From the drawing lesson on light and shadow, transcribe word for word the passage between "Now that you've" and "to a drawing.", inclusive.

**Selected excerpt**
------

Lesson 3 Light and Shadow

Now that you've had a chance to play with your new pencils and watch lots of horses we are going to play around with the one thing that can really give life to a drawing.

Light Firstly, natural light comes really from one source, the sun. It can be subtle on an overcast day, or smashingly stark on a bright day. What it really does for us is to show us how massive and round and powerful a horse is. By mastering the use of strong light ("chiaroscuro "is the arrangement of light and dark in a work of art) we can simplify the whole animal with just a few shadows.
Late Afternoon There are sorts of primaries and secondaries and I've done a few doodles to show you. Now the key to this new super tool is to make sure that the direction from whence the light comes does not change in your drawing. One little trick is to simply lay a pencil flat on the paper and pretend it is a ray of light, then you can see what areas of the horse would not get the light on them and they are then in the shadows. For prime viewing of super shadows and dramatic effect, the late afternoon, almost evening is great light for art.
Noon A great deal of mood can be generated with the use of light and what time of day it is. Noon can really feel hot in a drawing... it is sort of non-directional time of day and it can give that "captured" feeling. This is hard to explain, but one exercise that is the most useful to you is to plan a day (or over a couple of days) and at certain times draw your horse in the same place but with different angles of light. maybe you can get a friend to help you by providing the model and she can have one of the drawings! Once you start doing this, you will decide what time of day had the effect you like best. (Light differs from season to season as well. Visit a spot at the barn in December, March, June, and September and you will see a difference as well.)

Getting some shadows on the horse also requires that we anchor him to the ground (remember my favorite word). Here again use an extra pencil and lay it on the paper to be the ray of light. Keeping it in the same angle figure out where the shadow of the body will hit the ground by using it like a ruler. Then you have a little pattern to show the shadow of the horse on the ground.

------

**Supplied information**

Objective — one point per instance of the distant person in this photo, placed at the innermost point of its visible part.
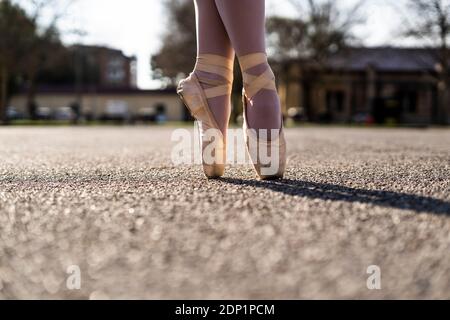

------

**Expected answer**
Now that you've had a chance to play with your new pencils and watch lots of horses we are going to play around with the one thing that can really give life to a drawing.